(SUPPLIED MATERIAL Opens)

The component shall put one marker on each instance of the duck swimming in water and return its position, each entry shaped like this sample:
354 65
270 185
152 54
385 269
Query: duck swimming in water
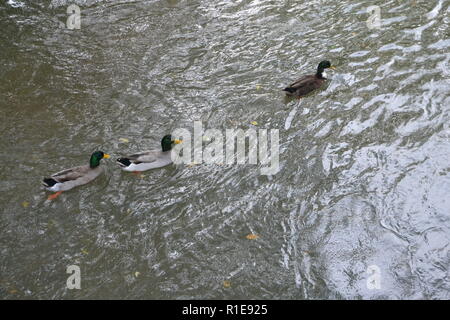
151 159
309 83
76 176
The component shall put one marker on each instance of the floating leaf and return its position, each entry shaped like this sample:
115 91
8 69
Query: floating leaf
252 236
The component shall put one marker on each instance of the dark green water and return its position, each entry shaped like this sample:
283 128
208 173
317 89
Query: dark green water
364 163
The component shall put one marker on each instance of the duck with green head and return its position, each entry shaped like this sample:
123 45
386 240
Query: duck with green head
309 83
76 176
151 159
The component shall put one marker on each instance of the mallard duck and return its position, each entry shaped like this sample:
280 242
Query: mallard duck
152 159
73 177
309 83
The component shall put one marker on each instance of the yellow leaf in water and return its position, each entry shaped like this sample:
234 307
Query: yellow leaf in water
252 236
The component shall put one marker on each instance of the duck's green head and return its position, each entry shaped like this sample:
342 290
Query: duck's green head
167 142
96 157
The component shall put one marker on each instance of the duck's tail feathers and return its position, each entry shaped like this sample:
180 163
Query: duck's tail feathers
49 182
289 89
123 162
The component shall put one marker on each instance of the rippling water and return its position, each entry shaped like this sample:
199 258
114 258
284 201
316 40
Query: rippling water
364 174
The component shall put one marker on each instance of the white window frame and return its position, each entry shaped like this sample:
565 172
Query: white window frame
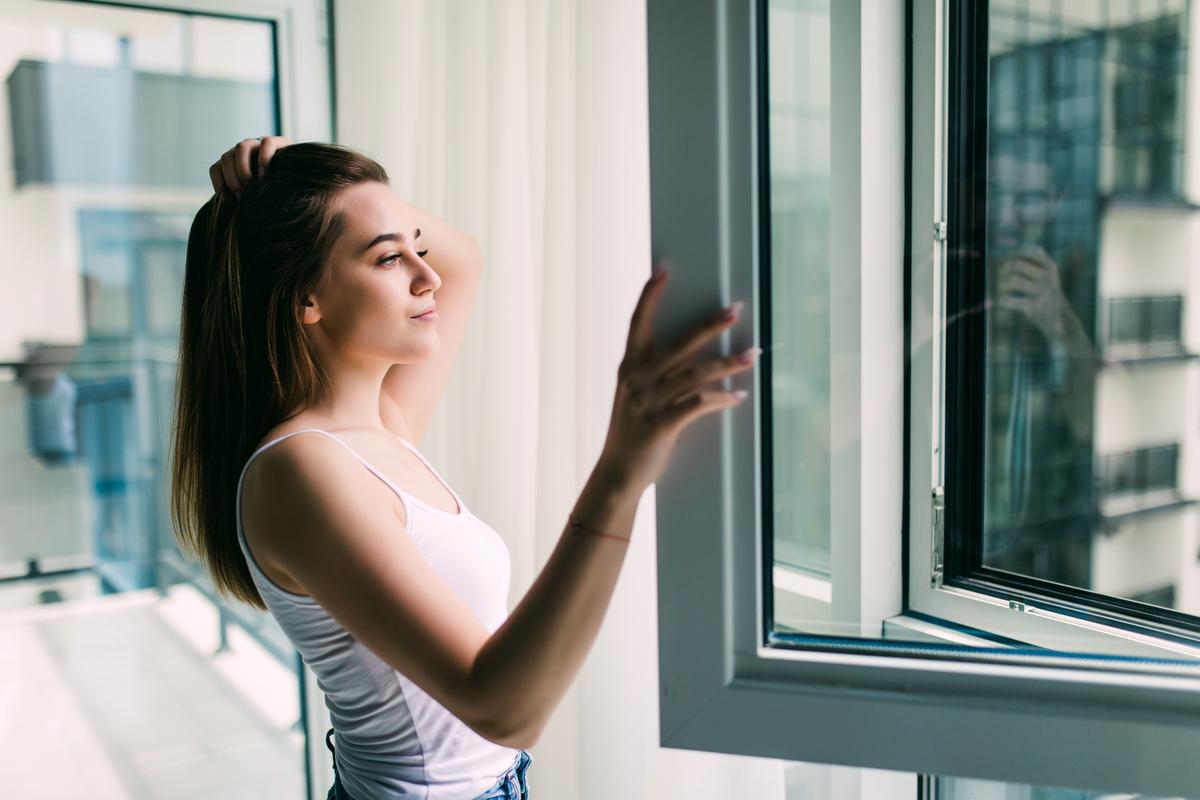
305 94
721 689
1027 623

(SUPPLIED MATERIAL Closes)

TO DO: The answer must be every line of the records above that holds the word "shaped".

FINAL ANSWER:
The component shall put one marker on each instance of the duck swimming in water and return its position, each entry shaped like this sample:
The component shall put one marker on each instance of the floating leaf and return its position, each entry shaped like this sample:
The component shall put one marker on each instance of the dark green water and return its position, each entry shaped like this sample:
The component shall put one marker on each instance of the duck with green head and return its position, each entry shaped like this sample:
The component shall put one marker on each instance of the mallard duck and return its position, each entry shaped like this sample:
The component shall put one marker on each instance of the yellow leaf in water and return its position, each entry shaped like this sample:
The component shall put one marker on each instance of the duck's green head and return its position, each entry shaped like this sample:
The component shall put one marker on each instance of the duck's tail feathers and return its position, each entry shaped like this sample:
The component shall put one marker on each instance of the rippling water and return its position, each entry shaped like this sample:
The component shall put one marker on each instance of the white window frame and return its position, each entry shaped like this sample:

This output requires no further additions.